The entries below hold a line with "Query: pale sky" and a line with "[[76, 4], [92, 220], [221, 200]]". Return those lines and all that lie between them, exactly and only.

-- Extracted material follows --

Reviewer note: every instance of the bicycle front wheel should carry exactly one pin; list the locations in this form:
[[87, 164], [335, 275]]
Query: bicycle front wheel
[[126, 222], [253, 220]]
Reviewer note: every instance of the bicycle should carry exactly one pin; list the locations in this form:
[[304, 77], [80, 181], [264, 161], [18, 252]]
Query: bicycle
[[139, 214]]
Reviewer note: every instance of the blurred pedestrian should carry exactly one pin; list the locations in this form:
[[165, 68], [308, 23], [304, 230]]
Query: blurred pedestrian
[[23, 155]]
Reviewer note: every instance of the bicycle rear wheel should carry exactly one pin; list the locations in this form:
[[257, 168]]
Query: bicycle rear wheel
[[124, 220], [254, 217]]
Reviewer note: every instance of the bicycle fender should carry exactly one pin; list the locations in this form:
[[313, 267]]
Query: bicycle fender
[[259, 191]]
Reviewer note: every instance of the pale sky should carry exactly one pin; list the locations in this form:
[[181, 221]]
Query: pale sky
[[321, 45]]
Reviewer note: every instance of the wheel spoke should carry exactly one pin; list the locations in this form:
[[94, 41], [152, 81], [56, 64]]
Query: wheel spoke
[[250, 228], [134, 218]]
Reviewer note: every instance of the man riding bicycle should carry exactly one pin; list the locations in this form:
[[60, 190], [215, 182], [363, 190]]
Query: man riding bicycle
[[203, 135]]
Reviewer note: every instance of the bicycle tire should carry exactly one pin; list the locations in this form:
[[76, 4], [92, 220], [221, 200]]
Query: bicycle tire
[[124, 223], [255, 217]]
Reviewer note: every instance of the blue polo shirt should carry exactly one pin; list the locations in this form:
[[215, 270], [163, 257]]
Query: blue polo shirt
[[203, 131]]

-- Extracted material concluded --

## Response area:
Query: pale sky
[[321, 45]]
Reviewer note: every instance of the wheel spoke should carry exactly one pin; list the locations in this form:
[[94, 41], [152, 81], [56, 64]]
Query: wheel spoke
[[250, 228], [134, 218]]
Reviewer note: every instance of the man riding bicycle should carry exactly one pin; list the locations in this form:
[[60, 190], [215, 182], [363, 190]]
Query: man riding bicycle
[[203, 135]]
Reviewer note: every instance of the bicycle tire should carry exactly one pin; list the locations in this form:
[[76, 4], [92, 220], [221, 200]]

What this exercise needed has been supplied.